Exercício proposto => Transcreva literalmente o texto sobre o Complexo Alfa entre "A Sociedade do" e "vezes, sem cerimônias.", inclusive.

A Sociedade do Complexo Alfa faz uma pequena alegoria sobre fracasso da meritocracia quando se trata de ofertar aos clones a chance de subir seu Nível de Segurança a partir das atividades ligadas as suas funções. Isso se dá por que, independentemente do tipo de trabalho bem sucedido que o clone faça, dentro de todos os parâmetros rigorosos do Computador, o próprio Paranoia (1995) nos fala que é impossível ser recompensado com uma subida de Nível, muitas vezes as recompensas serão mais créditos, futuros equipamentos melhores, visitas a instalações recreativas ou mesmo um agradecimento público, prêmios que não se provam justos pelo tipo de tarefa realizada no Complexo Alfa. Por outro lado, denúncias por traição, com eventuais comprovações, podem garantir avanços de Nível imediatos, sem nenhuma limitação burocrática, e muitas vezes, sem cerimônias.

Material fornecido =>
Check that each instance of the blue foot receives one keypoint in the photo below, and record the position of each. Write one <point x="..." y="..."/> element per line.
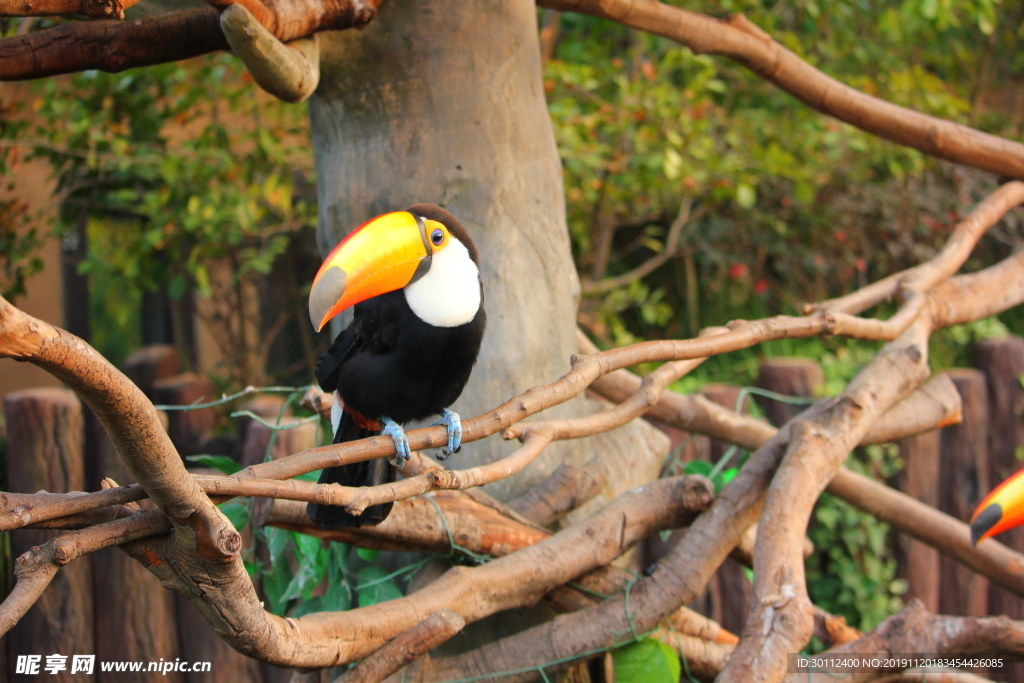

Resposta abaixo =>
A Sociedade do Complexo Alfa faz uma pequena alegoria sobre fracasso da meritocracia quando se trata de ofertar aos clones a chance de subir seu Nível de Segurança a partir das atividades ligadas as suas funções. Isso se dá por que, independentemente do tipo de trabalho bem sucedido que o clone faça, dentro de todos os parâmetros rigorosos do Computador, o próprio Paranoia (1995) nos fala que é impossível ser recompensado com uma subida de Nível, muitas vezes as recompensas serão mais créditos, futuros equipamentos melhores, visitas a instalações recreativas ou mesmo um agradecimento público, prêmios que não se provam justos pelo tipo de tarefa realizada no Complexo Alfa. Por outro lado, denúncias por traição, com eventuais comprovações, podem garantir avanços de Nível imediatos, sem nenhuma limitação burocrática, e muitas vezes, sem cerimônias.